━━━━━ EXCERPT TO READ
Next comes the interest rate call. In this case it is true that interest rates will have to stay up longer than they would if this inflation problem didn’t exist – don’t expect a mass slowdown in growth to push the RBNZ into action. Wat says that this isn’t that bad as interest rates are lower than they were in the 90’s. However, we are in a very different situation than we were in the 90’s.

Over recent years global financial trends have kept interest rates low. This has allowed New Zealand to borrow heavily from the rest of the world – which is why our current account deficit is so high. Now that global interest rates are rising again, the cost of financing this debt will be high. Note that we didn’t have as large a current account deficit back in the 90’s, which implies that even if interest rates were higher back then our level of debt with the rest of the world was lower. Given that most of this debt is private debt, the fact that interest rates are going to stay high is a fair concern to raise.

Finally we have the inflation target itself. David says set it at 1%, Wat says the target doesn’t matter too much as long as inflation remains in single figures. Now to evaluate these claims we have to look at the costs of inflation.

Higher inflation leads to more price volatility for two reasons. First, high rates of inflation are more unstable leading to varying rates of growth over time. Secondly, as Wat says, some prices are stickier than others. This stickiness can cause problems even when inflation is steady as the relative price between sticky and non-sticky items cannot be set appropriately – implying that when adjustment comes it can be more varied than required (think of it this way, if prices can only be changed at a certain date they will over-compensate the price increase based on expected inflation. If firms can’t observe whether they are having relative price changes or inflation then this timing mechanism will be sufficient to make prices jump around).

This uncertainty damages investment intentions, and creates transaction costs for cognitively limited agents such as myself 😉

Furthermore, prices are important in an economy because they help to allocate goods where they are most highly valued. If relative prices do not move effectively then we lose efficiency in the allocation of resources.

There are also other costs of inflation, such as shoe-leather costs and menu costs (see wiki 😉 ). However these costs are relatively minor in the grand scheme of things.

Now inflation becomes self-fulfilling, which is one of the main reasons why we want to avoid it. How does this work. Well if prices are rising 4%, people may expect them to rise 4% over the next year. This tells businesses that if they want to keep relative prices the same they should lift prices by 4% . Furthermore, it tells workers that if they want to keep the same spending power they have to demand a wage increase of 4%. As a result, we don’t only want to keep inflation down to avoid these costs – we also want to keep inflation down to keep these costs down in the future (see long-run phillips curve).
━━━━━━━━━━
━━━━━ ROWS
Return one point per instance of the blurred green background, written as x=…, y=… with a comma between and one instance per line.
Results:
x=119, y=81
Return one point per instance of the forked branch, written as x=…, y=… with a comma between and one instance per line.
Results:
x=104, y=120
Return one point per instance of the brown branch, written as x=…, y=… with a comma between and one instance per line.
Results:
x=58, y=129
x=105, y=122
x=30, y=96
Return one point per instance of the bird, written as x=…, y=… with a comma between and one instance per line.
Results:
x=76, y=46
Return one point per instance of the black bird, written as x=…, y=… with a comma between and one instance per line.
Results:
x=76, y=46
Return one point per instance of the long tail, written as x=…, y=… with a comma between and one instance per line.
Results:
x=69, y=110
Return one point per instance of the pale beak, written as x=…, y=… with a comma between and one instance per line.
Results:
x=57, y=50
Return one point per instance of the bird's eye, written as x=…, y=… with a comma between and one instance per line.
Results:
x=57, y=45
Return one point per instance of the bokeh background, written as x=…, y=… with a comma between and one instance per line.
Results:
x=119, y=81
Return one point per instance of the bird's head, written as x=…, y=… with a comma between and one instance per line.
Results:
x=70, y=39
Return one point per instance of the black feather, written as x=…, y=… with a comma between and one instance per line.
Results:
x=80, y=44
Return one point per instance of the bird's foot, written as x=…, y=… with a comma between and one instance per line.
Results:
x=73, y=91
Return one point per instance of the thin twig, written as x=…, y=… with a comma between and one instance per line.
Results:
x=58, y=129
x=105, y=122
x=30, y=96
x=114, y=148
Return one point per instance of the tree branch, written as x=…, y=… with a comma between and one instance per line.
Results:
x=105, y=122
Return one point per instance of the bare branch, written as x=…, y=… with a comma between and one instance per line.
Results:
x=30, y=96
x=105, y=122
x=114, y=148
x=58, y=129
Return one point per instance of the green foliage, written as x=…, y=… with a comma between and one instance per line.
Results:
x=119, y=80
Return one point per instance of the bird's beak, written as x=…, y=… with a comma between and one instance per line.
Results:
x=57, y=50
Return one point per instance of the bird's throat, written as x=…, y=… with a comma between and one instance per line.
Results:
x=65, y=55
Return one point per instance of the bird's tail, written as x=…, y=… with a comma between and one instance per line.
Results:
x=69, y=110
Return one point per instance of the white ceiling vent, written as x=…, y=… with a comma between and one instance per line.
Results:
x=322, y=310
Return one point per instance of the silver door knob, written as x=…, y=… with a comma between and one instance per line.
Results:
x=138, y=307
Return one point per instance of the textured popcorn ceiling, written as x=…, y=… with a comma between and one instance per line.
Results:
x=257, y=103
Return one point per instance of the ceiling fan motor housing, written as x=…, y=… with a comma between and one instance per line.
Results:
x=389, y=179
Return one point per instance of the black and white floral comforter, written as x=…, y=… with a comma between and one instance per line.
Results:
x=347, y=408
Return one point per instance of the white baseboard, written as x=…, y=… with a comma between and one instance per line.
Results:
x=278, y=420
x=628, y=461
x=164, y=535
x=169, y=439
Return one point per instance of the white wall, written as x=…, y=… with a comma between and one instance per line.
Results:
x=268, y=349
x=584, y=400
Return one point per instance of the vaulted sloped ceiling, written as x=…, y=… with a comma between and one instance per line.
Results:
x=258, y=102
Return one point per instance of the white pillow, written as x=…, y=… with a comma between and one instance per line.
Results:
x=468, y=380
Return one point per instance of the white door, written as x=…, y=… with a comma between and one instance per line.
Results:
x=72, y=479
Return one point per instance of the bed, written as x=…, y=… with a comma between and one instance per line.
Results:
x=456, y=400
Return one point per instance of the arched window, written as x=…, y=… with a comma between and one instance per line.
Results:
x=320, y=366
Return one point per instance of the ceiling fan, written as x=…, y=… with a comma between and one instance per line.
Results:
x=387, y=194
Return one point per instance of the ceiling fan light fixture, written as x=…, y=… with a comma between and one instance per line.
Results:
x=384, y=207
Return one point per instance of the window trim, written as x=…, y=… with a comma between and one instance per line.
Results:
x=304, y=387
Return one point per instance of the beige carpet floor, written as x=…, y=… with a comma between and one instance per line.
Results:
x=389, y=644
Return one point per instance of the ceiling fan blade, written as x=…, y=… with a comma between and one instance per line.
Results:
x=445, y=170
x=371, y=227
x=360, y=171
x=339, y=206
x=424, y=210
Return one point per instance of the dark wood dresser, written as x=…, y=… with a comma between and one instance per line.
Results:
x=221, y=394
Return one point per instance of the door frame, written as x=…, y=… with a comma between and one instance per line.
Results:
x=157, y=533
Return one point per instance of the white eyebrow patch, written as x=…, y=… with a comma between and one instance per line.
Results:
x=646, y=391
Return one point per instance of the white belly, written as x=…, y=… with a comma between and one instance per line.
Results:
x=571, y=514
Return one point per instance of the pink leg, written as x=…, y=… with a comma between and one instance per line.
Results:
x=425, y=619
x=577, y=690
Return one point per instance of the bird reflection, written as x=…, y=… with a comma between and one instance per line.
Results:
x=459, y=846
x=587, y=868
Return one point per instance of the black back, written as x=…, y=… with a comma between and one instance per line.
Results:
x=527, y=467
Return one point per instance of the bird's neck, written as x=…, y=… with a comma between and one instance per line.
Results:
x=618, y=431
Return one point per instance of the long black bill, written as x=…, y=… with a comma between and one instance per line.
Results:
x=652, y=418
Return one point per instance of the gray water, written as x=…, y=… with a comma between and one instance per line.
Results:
━━━━━━━━━━
§ LIST OF TASKS
1. In the inflation commentary, list each named type of cost that appears as a descriptive term directly followed by the word "costs".
2. Reproduce the inflation commentary word for word, everything from "This uncertainty damages" down to "allocation of resources.".
Rely only on the text itself.

§ SOLVED PROBLEMS
1.
- transaction costs
- shoe-leather costs
- menu costs

2.
This uncertainty damages investment intentions, and creates transaction costs for cognitively limited agents such as myself 😉

Furthermore, prices are important in an economy because they help to allocate goods where they are most highly valued. If relative prices do not move effectively then we lose efficiency in the allocation of resources.